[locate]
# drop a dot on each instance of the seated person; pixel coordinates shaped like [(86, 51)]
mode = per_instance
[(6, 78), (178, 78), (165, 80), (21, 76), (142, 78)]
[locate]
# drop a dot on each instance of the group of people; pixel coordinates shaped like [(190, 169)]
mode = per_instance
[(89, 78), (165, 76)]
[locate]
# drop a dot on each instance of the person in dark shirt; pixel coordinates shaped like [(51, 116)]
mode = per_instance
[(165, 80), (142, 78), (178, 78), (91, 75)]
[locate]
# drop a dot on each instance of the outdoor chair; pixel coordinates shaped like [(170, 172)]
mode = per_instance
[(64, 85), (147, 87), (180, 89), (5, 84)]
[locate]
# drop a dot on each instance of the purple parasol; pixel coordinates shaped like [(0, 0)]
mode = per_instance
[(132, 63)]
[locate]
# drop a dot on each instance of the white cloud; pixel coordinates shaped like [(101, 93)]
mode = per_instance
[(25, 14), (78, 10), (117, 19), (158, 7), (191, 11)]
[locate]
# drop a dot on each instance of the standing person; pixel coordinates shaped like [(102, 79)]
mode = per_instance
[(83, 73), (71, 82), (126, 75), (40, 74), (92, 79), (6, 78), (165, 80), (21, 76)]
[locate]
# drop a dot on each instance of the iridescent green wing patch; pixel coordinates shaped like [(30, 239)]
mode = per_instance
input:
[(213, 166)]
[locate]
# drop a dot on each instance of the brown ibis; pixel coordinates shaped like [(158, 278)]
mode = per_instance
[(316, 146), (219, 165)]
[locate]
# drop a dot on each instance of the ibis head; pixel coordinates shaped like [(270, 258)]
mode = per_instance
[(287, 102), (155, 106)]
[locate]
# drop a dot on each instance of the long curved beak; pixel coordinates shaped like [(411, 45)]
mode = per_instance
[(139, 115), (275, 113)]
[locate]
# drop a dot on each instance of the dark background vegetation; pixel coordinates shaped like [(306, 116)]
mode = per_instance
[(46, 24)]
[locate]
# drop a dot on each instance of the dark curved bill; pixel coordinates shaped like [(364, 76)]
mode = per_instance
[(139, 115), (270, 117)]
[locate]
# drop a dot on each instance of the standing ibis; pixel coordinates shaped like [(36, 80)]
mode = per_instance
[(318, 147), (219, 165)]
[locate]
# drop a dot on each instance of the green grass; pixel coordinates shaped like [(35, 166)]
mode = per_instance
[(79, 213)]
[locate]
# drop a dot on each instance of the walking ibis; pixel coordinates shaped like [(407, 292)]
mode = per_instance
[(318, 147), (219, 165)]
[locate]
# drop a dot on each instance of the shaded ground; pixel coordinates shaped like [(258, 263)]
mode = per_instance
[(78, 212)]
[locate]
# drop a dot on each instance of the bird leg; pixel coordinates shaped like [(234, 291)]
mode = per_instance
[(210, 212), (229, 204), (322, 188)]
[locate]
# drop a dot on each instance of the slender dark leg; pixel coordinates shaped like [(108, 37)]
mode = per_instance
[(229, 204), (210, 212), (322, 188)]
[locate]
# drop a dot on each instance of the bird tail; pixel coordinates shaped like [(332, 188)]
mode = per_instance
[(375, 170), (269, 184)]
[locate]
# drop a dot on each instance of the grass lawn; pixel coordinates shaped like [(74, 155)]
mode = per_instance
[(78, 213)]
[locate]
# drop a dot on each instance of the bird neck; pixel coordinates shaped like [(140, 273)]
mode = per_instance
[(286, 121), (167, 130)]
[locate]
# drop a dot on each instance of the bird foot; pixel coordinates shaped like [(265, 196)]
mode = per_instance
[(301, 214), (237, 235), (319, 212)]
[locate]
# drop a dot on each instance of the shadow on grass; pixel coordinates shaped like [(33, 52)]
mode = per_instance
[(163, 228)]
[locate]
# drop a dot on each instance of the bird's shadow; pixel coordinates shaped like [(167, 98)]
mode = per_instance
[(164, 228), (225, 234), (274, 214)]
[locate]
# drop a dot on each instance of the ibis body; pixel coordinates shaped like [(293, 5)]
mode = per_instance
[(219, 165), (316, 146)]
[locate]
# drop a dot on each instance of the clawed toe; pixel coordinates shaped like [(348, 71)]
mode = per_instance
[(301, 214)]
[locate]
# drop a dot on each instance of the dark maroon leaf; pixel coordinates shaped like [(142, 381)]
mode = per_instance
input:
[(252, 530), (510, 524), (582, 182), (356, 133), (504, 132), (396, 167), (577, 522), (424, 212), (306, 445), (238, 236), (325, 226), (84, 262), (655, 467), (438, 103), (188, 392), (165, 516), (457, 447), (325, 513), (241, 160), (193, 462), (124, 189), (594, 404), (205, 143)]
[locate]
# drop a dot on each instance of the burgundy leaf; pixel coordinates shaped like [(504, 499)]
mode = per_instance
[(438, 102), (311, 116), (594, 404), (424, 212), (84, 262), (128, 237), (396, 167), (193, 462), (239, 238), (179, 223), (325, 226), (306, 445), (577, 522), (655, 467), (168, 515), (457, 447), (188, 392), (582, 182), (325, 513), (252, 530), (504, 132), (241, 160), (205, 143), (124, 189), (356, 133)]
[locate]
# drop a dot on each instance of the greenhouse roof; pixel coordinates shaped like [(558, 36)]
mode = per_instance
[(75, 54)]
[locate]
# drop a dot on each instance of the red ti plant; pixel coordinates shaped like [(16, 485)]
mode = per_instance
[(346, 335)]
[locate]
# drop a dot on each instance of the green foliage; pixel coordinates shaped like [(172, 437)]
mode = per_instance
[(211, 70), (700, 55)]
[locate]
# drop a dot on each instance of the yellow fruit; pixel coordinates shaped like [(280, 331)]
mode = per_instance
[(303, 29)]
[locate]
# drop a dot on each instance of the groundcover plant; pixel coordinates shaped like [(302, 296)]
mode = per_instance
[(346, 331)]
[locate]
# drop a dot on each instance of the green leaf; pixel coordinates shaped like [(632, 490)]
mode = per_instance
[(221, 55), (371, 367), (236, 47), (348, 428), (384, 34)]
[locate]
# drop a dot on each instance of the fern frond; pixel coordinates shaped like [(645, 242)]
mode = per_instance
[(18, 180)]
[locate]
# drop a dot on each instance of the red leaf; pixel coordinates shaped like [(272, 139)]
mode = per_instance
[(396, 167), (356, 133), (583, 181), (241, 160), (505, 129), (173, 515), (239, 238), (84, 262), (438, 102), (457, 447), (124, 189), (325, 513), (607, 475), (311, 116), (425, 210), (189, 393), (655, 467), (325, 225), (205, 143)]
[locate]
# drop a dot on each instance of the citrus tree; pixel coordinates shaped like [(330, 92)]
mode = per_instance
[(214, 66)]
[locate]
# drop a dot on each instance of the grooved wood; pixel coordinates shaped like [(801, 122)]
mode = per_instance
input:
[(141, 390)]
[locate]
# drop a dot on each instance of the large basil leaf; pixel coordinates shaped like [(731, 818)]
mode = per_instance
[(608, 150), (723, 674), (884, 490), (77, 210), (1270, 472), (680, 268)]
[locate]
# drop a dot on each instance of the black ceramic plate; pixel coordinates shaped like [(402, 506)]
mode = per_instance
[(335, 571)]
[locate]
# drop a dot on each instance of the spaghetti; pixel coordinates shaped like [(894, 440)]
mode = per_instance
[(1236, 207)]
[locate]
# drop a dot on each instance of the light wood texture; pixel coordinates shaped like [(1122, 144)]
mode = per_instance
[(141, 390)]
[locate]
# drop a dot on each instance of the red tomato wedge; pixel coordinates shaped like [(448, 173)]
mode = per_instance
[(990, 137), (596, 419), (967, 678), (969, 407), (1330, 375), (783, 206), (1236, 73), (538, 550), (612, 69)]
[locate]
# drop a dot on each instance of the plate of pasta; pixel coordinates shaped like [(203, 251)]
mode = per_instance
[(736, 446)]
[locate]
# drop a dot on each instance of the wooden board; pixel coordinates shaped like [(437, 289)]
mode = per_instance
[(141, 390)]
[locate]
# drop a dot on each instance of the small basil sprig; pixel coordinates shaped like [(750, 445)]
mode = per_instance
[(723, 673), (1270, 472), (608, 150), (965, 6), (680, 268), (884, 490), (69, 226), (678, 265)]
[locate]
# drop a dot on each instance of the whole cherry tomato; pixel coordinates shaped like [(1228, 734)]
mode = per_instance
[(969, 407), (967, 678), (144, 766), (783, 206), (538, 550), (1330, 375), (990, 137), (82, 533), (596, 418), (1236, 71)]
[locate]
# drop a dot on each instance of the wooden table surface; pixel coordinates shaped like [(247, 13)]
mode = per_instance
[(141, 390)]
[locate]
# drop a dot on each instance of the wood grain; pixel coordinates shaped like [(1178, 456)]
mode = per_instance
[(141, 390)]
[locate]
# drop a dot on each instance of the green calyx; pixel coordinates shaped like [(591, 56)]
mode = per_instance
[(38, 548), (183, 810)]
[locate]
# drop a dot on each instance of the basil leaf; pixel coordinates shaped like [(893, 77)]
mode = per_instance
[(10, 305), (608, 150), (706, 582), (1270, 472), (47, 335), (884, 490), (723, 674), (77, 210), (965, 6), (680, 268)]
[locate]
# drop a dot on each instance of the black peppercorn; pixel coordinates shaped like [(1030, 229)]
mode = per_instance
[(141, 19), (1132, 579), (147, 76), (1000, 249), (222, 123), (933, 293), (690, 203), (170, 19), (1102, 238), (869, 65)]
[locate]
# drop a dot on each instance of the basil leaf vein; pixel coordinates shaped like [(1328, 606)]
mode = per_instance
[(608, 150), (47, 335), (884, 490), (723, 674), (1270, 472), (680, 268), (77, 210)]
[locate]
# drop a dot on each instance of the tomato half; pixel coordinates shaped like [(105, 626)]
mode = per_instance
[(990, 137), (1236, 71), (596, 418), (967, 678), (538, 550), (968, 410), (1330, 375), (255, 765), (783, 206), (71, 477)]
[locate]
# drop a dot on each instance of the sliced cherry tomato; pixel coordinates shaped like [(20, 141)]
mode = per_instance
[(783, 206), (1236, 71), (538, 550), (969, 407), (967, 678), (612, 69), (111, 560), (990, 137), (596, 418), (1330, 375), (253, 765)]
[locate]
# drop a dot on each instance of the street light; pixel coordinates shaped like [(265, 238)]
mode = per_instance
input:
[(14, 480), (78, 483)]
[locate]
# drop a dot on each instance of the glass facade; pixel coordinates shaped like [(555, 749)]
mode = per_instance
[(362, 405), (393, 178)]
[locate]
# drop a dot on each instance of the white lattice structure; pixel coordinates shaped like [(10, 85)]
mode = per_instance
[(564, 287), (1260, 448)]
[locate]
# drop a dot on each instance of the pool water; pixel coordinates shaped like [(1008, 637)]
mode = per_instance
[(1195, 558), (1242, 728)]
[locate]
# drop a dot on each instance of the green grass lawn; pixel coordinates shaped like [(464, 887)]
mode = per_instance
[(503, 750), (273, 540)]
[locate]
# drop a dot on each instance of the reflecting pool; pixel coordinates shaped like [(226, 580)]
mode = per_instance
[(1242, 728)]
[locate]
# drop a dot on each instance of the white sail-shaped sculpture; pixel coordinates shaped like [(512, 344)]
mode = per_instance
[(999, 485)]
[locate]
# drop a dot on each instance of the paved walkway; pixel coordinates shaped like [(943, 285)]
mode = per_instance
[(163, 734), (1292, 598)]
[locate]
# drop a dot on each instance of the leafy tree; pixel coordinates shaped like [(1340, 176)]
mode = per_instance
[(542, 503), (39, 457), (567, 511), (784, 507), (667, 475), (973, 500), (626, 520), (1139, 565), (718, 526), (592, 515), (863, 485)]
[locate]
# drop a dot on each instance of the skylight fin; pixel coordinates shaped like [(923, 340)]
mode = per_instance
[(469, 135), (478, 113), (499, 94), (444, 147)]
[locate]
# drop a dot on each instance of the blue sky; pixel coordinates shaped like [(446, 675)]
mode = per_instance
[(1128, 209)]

#### [Task]
Scan the data above for the word "dark" and report every line where it is found.

#### [Answer to the problem]
# drop a dot on each instance of the person in dark shirt; pixel coordinates shaped like [(51, 116)]
# drop a dot on each instance of the dark background vegetation; pixel coordinates shaped like [(306, 116)]
# drop a dot on each instance of the dark curved bill; pixel coordinates shaped like [(364, 76)]
# drop a dot on each instance of the slender dark leg; pixel coordinates shaped like [(108, 37)]
# drop a dot on each instance of the dark maroon leaf; pixel coordinates shaped like [(142, 381)]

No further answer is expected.